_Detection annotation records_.
>>>
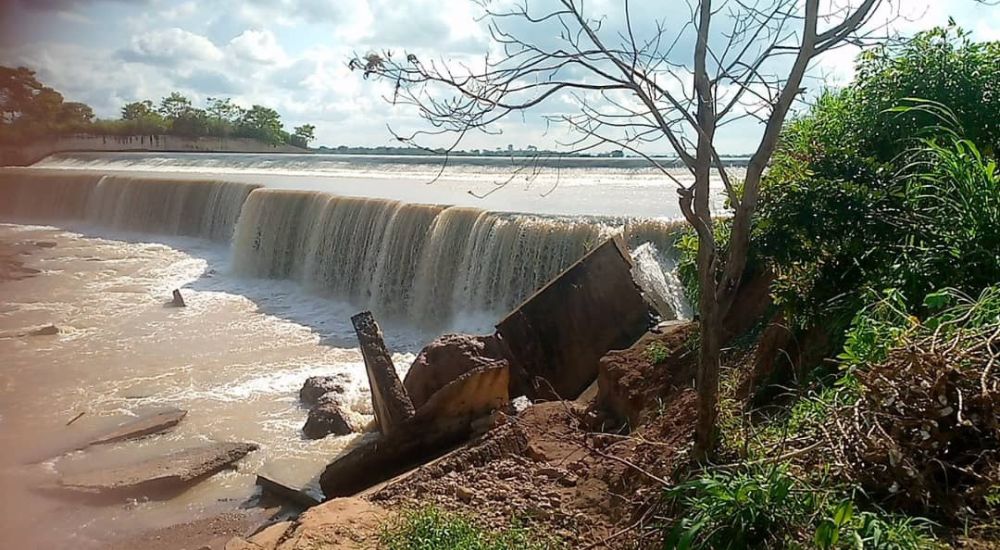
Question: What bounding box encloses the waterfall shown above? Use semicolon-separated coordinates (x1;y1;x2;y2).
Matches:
0;171;687;329
0;170;260;242
86;176;259;242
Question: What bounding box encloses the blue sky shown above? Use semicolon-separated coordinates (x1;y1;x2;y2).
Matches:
0;0;1000;153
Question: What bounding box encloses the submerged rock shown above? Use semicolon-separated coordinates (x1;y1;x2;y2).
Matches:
28;325;59;336
302;393;362;439
88;409;187;446
403;334;507;408
299;376;347;406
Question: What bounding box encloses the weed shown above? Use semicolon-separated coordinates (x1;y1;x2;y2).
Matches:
379;506;562;550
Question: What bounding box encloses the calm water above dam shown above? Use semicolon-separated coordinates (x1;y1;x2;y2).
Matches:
0;154;687;548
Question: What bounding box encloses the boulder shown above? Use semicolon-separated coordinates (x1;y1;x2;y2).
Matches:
320;365;510;498
302;393;363;439
299;376;347;406
403;334;506;408
59;443;257;496
592;321;698;428
351;311;413;434
28;325;59;336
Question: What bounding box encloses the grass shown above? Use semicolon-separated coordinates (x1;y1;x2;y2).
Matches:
664;465;943;550
379;506;563;550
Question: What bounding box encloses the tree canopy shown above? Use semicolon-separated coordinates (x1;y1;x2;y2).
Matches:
0;66;316;148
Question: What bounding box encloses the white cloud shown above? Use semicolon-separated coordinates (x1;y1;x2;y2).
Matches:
228;29;287;64
121;27;224;66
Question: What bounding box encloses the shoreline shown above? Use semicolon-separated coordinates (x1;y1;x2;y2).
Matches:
0;134;310;167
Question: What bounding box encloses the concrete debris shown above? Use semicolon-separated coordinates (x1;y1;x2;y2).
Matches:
59;443;257;496
497;237;655;399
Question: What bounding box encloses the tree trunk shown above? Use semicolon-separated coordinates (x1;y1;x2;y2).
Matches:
693;271;722;462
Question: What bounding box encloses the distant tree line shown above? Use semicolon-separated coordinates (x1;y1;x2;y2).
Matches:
0;66;316;147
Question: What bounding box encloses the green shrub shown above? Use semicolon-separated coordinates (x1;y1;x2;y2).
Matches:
379;507;561;550
664;465;941;550
753;27;1000;338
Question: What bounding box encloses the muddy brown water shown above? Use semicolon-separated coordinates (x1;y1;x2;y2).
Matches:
0;225;429;549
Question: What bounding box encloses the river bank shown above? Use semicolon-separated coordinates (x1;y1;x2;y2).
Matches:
0;134;308;166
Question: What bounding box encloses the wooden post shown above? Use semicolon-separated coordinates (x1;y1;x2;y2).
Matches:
351;311;413;435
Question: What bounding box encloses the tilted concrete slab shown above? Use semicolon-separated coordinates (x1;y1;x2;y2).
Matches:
497;236;655;399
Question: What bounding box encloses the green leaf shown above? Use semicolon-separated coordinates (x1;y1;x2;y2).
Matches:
833;500;854;527
813;519;840;550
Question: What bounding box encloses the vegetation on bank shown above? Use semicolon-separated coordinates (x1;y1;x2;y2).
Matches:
0;66;316;148
379;507;562;550
664;27;1000;548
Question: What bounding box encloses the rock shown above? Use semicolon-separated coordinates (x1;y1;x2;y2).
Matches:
<<<
_Brief_. Recast the entire listing above as a numbered list, one entry per line, skipping blank lines and leaving out the pictures.

_Output_.
1. Question: What bounding box encloses the waterfall shown above? Use semicolon-separated coordinates (x1;y1;x2;y2).
2. Matches:
3. 0;171;687;329
4. 0;170;260;242
5. 86;176;259;242
6. Question: What bounding box encloses the blue sky shown above? Use semicolon-separated coordinates (x1;y1;x2;y2).
7. Matches:
8. 0;0;1000;153
9. Question: What bounding box encloses the submerged rock shown above? Use semicolon-separated coordinates (x1;y1;x2;y2).
10. Matches:
11. 28;325;59;336
12. 302;393;362;439
13. 88;409;187;446
14. 403;334;507;408
15. 299;376;347;406
16. Question: What bounding box encloses the weed shown above? Use semicolon-separated coordinates (x1;y1;x2;y2).
17. Matches:
18. 379;506;562;550
19. Question: What bounding box encloses the calm water above dam shown above? Use semicolon-separated coordinates (x1;y1;x2;y2).
20. Matches:
21. 0;154;687;548
22. Question: What bounding box encloses the boulder shown above? Use semicolon-separated coordinates (x1;y1;x2;y2).
23. Matches:
24. 320;365;510;498
25. 302;393;363;439
26. 299;376;347;406
27. 403;334;506;408
28. 59;443;257;496
29. 592;321;698;428
30. 351;311;413;434
31. 28;325;59;336
32. Question: What bounding box encloses the grass shown above? Use semicolon-separated coordinates (x1;y1;x2;y2).
33. Matches:
34. 664;465;943;550
35. 379;506;563;550
36. Question: What bounding box encloses the tree canopy shown above? Use semicolon-separated coordinates (x1;y1;x2;y2).
37. Matches:
38. 0;66;316;148
39. Question: What bounding box encloses the white cloud shown above? Use semicolon-separated coordinates (x1;y1;x2;y2).
40. Matches:
41. 228;29;287;64
42. 121;27;224;66
43. Question: What bounding box encloses the shoreline shown above? Use semicolon-separated coordinates (x1;y1;x2;y2).
44. Matches:
45. 0;134;310;167
46. Question: What bounding box encloses the concrete debris shown above? Use semicolon-separated coordinates (x1;y1;x2;y2).
47. Matches:
48. 59;443;257;496
49. 497;237;655;399
50. Question: What bounding box encloses the tree trunk shown above? Use semicolon-separated coordinates (x1;y1;x2;y2).
51. Matches:
52. 693;271;722;462
53. Question: What bounding box encloses the distant tree line shown above? Use semicolon-separated coordinates (x1;y1;x2;y2).
54. Matches:
55. 0;66;316;147
56. Question: What bounding box encloses the green shrub shown above? Use semicolon-separated coordinates (x1;y1;x2;y2).
57. Matches:
58. 379;507;561;550
59. 664;465;941;550
60. 753;27;1000;338
61. Question: What bounding box encloses the muddy brown water shown above? Use semicolon-separated coordinates (x1;y1;x2;y2).
62. Matches:
63. 0;225;429;549
64. Question: What bounding box encloses the river bank shown above? Use semicolon-separated coordinates (x1;y1;x2;y2).
65. Matches:
66. 0;134;308;166
67. Question: What bounding box encloses the wooden post shown above? Use semicolon-separated coordinates (x1;y1;x2;y2).
68. Matches:
69. 351;311;413;435
70. Question: What bounding box encloses the tilted concrete slab shown above? Use semicolon-separated coordinates (x1;y1;x2;y2).
71. Matches:
72. 497;236;655;399
73. Question: What bounding box encloses the green leaf shown above? Use semicolon-separated coordinates (x1;y1;x2;y2).
74. Matches:
75. 833;500;854;527
76. 813;519;840;550
77. Question: What bounding box encloses the vegetation on bank shown above? Use semicolon-separated coordinates (x1;y1;x2;y2).
78. Matches:
79. 0;66;316;148
80. 379;507;562;550
81. 664;27;1000;548
82. Question: What bounding box encloses the rock shown above? Use semicolon-separated coordinates (x1;y1;x2;y2).
83. Matches:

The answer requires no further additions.